◆ TASK REQUIREMENTS ◆
Give back the full listing exactly, setting the pictures aside.

◆ DATA EXCERPTS ◆
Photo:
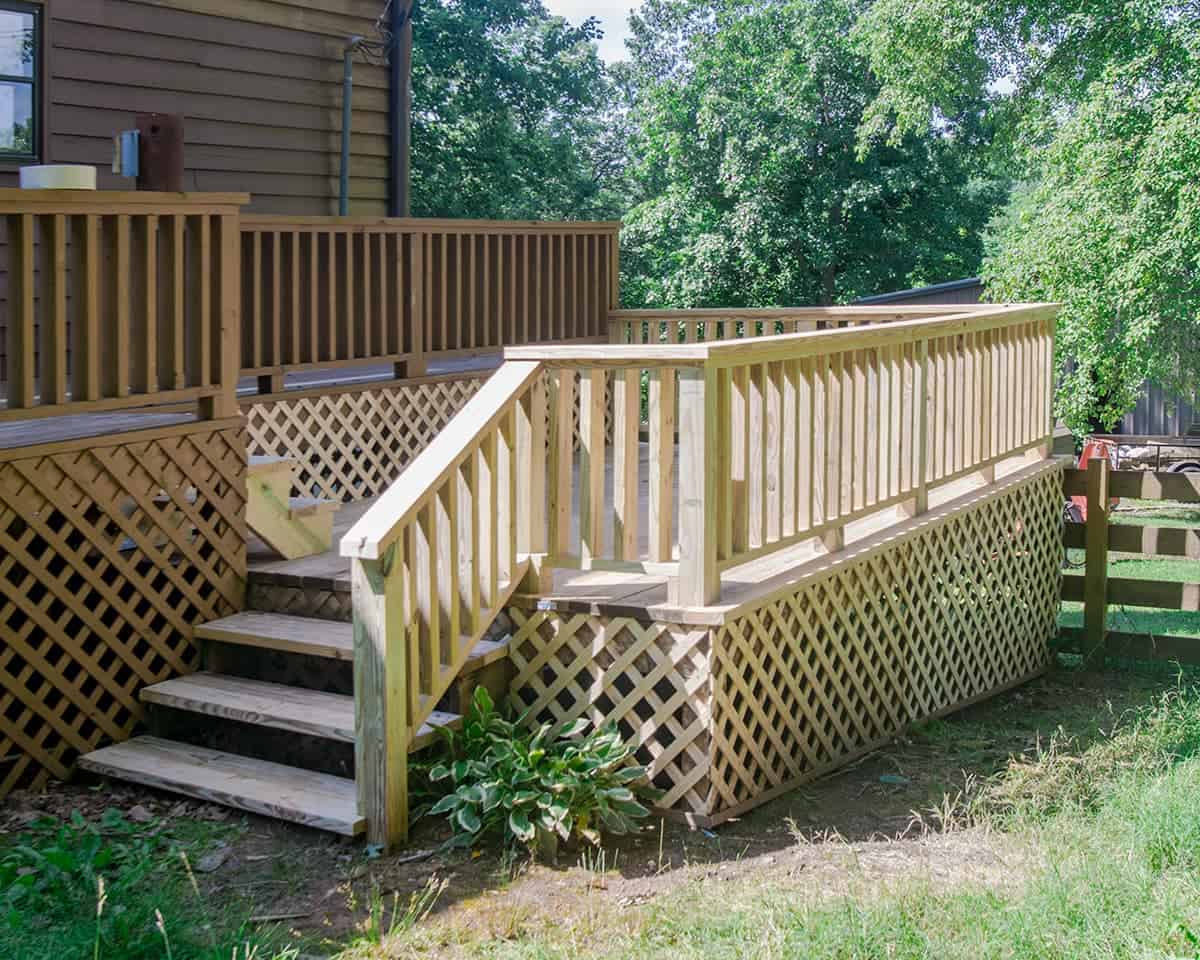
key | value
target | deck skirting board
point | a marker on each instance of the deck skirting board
(953, 609)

◆ RESULT ◆
Photo:
key | value
target | deck skirting board
point | a marker on each instance of the deck skirting board
(953, 609)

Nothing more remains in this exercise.